» **WORK TASK**
Retype the line containing "box: [0, 269, 30, 596]" and each later line through the end of the listing, exactly as written, with no other lines.

» **PROVIDED DATA**
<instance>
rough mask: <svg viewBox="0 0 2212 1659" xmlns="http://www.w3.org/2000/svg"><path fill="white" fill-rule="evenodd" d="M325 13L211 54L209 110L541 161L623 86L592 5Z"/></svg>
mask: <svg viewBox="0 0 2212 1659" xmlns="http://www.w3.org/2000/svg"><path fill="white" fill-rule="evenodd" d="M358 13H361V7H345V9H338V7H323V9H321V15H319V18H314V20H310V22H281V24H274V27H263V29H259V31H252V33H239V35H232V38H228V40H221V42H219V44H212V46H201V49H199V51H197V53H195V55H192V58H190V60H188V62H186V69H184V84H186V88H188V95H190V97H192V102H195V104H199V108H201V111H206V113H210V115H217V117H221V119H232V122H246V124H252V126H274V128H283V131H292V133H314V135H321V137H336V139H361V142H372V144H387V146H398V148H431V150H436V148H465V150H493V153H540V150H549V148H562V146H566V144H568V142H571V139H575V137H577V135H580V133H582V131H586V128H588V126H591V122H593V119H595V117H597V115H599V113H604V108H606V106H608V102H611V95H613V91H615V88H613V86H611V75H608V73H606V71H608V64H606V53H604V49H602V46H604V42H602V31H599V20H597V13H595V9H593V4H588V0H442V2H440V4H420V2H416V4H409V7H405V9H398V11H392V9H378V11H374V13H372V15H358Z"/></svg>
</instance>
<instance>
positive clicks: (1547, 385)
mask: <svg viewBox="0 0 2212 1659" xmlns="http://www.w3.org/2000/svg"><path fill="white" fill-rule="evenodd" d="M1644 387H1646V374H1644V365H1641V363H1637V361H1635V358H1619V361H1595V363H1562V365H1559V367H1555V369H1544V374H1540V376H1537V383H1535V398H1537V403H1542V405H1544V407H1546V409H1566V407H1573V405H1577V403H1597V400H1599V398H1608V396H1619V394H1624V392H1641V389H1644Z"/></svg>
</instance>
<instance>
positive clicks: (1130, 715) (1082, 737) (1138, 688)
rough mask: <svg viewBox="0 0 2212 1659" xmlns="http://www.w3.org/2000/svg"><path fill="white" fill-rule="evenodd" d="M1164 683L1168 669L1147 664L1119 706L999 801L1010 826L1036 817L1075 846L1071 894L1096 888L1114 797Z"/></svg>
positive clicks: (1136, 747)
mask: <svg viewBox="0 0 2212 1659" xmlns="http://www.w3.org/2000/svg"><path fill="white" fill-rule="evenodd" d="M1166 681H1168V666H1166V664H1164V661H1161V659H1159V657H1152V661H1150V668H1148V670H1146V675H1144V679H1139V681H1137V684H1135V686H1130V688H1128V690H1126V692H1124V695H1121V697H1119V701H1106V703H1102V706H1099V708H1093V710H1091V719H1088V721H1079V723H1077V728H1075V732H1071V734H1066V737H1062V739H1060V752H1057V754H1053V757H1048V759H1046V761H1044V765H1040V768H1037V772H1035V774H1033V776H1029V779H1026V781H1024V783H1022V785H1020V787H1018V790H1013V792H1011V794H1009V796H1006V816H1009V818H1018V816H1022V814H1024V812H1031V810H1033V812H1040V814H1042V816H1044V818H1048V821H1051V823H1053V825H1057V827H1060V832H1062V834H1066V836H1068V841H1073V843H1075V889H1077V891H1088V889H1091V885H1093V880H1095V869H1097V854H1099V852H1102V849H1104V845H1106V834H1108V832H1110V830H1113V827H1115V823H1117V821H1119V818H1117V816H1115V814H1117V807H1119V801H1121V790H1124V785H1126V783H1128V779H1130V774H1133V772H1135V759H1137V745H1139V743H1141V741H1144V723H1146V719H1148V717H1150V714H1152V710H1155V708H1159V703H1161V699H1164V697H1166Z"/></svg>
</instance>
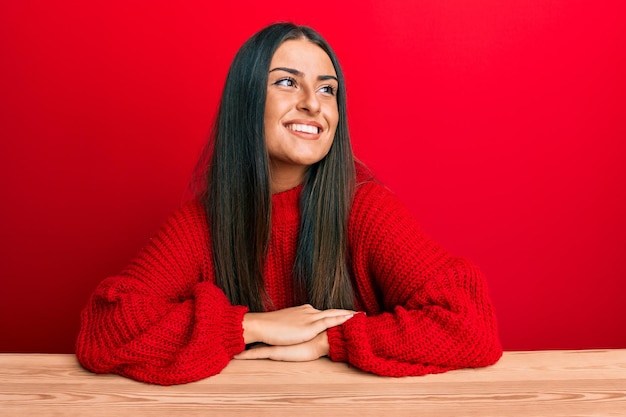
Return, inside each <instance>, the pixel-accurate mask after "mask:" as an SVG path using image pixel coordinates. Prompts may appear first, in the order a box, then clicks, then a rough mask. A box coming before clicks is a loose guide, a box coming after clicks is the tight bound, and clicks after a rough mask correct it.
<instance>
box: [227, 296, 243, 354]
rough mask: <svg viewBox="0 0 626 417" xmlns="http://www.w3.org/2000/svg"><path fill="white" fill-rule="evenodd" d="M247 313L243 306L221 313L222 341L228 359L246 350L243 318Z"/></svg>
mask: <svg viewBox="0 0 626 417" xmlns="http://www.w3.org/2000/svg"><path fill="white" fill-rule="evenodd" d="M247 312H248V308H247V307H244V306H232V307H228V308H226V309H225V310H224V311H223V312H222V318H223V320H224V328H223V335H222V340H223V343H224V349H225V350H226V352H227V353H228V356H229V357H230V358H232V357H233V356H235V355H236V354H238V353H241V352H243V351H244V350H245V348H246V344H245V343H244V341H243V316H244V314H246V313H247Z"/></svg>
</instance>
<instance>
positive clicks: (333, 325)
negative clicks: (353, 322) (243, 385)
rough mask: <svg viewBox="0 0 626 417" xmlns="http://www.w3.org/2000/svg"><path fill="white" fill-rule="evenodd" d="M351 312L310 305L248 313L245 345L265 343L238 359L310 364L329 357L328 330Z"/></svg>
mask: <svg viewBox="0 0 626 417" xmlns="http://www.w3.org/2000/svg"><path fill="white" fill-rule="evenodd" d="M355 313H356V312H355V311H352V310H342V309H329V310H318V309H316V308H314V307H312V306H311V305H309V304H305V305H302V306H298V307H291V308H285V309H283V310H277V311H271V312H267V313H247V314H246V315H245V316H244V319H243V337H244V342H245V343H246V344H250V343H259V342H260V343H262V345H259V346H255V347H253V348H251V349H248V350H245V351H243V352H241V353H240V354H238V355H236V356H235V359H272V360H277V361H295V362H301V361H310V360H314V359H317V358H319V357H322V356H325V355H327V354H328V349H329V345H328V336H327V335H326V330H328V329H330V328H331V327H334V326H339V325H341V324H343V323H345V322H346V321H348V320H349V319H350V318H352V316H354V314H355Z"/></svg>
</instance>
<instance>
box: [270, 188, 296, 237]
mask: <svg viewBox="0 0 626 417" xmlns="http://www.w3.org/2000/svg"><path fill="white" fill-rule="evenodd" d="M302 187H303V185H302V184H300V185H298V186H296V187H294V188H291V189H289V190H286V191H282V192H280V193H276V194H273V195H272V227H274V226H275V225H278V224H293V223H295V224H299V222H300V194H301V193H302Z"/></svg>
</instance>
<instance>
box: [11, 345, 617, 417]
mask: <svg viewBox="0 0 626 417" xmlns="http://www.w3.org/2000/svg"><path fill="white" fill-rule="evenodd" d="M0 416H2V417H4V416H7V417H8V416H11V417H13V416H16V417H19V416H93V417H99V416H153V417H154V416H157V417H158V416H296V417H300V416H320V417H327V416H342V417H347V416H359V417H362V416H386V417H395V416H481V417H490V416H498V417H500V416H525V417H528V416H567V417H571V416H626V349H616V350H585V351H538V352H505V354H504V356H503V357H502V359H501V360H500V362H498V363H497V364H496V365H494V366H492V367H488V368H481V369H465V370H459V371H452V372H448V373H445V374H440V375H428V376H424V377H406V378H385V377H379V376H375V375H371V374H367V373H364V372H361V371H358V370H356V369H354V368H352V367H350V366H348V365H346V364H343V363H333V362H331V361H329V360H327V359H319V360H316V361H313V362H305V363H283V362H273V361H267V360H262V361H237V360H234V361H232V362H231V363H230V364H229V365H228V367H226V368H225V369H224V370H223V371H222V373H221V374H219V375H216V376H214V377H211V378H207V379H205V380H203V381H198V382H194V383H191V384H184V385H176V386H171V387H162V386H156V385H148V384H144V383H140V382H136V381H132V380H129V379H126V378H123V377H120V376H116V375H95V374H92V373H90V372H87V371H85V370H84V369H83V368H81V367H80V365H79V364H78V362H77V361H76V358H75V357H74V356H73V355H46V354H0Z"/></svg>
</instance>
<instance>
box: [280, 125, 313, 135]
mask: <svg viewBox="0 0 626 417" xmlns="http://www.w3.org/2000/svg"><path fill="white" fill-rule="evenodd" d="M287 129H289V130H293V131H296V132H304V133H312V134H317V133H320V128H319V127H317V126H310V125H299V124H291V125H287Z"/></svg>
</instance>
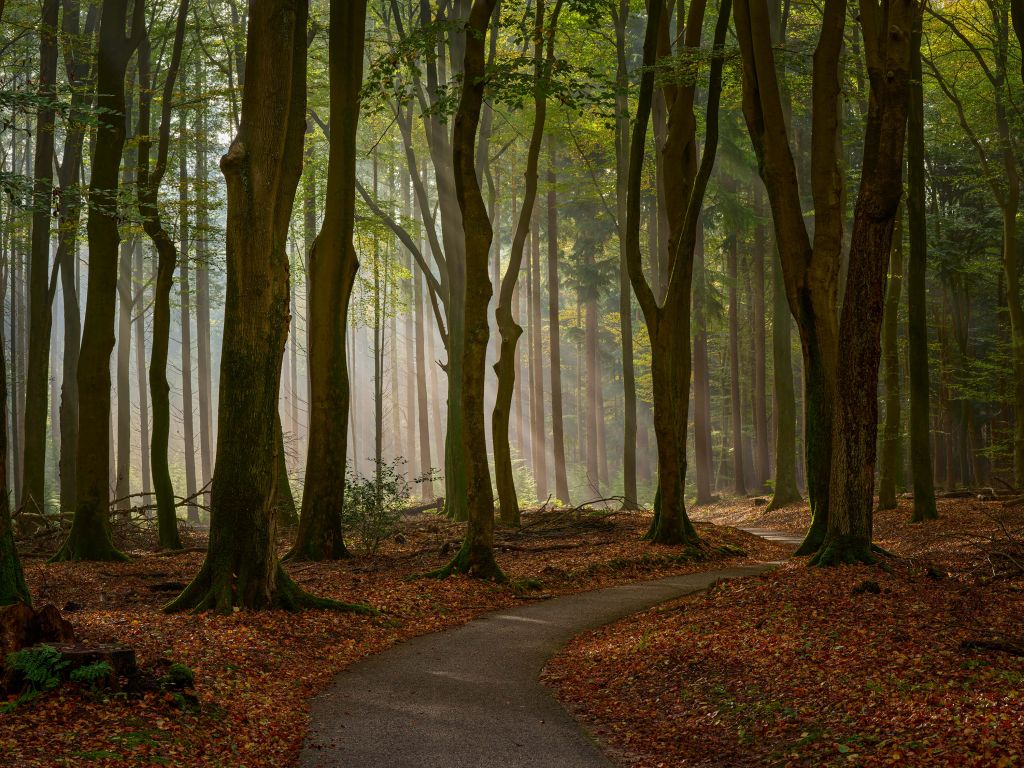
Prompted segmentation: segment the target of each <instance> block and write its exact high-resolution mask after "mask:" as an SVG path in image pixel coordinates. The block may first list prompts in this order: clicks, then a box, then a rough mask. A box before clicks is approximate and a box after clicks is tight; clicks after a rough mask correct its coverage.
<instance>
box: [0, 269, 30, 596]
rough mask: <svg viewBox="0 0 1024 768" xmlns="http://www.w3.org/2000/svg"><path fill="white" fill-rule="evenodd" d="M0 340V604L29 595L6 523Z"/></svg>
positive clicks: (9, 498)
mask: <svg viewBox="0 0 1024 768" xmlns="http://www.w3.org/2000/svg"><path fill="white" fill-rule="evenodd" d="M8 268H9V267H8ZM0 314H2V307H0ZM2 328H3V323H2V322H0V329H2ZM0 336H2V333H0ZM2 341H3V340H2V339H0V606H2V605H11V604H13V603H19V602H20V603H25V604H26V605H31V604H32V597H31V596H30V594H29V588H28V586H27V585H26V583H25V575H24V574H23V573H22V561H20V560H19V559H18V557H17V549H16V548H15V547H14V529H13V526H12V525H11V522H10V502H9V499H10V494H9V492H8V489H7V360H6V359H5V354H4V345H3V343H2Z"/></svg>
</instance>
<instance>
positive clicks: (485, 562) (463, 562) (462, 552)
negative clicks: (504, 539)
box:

» **SOLUTION TO THIS EXERCISE**
box: [0, 269, 30, 596]
rough mask: <svg viewBox="0 0 1024 768" xmlns="http://www.w3.org/2000/svg"><path fill="white" fill-rule="evenodd" d="M0 340V604L29 595L6 523Z"/></svg>
positive clicks: (9, 498)
mask: <svg viewBox="0 0 1024 768" xmlns="http://www.w3.org/2000/svg"><path fill="white" fill-rule="evenodd" d="M8 268H9V267H8ZM0 314H2V307H0ZM2 328H3V323H2V322H0V329H2ZM0 336H2V333H0ZM2 341H3V340H2V339H0V606H2V605H11V604H13V603H19V602H20V603H25V604H26V605H31V604H32V597H31V596H30V594H29V588H28V586H27V585H26V583H25V575H24V574H23V573H22V561H20V560H19V559H18V557H17V549H16V548H15V547H14V529H13V526H12V525H11V522H10V502H9V499H10V494H9V492H8V489H7V360H6V359H5V354H4V345H3V343H2Z"/></svg>
</instance>
<instance>
positive clicks: (485, 562) (463, 562) (462, 552)
negative clicks: (504, 539)
box:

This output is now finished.